┌────────

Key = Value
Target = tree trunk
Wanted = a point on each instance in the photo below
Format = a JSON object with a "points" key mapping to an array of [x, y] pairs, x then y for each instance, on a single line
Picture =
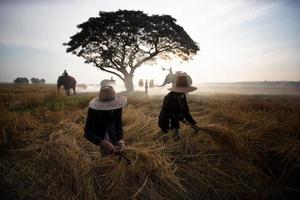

└────────

◆ Set exercise:
Reproduce each item above line for line without changing any character, and leave out the picture.

◆ Exercise solution:
Key = Value
Target = tree trunk
Wanted = a point on each instance in the photo below
Format = a JSON object with a "points" key mapping to an array of [x, y] pairs, x then y for each instance, on a single line
Picture =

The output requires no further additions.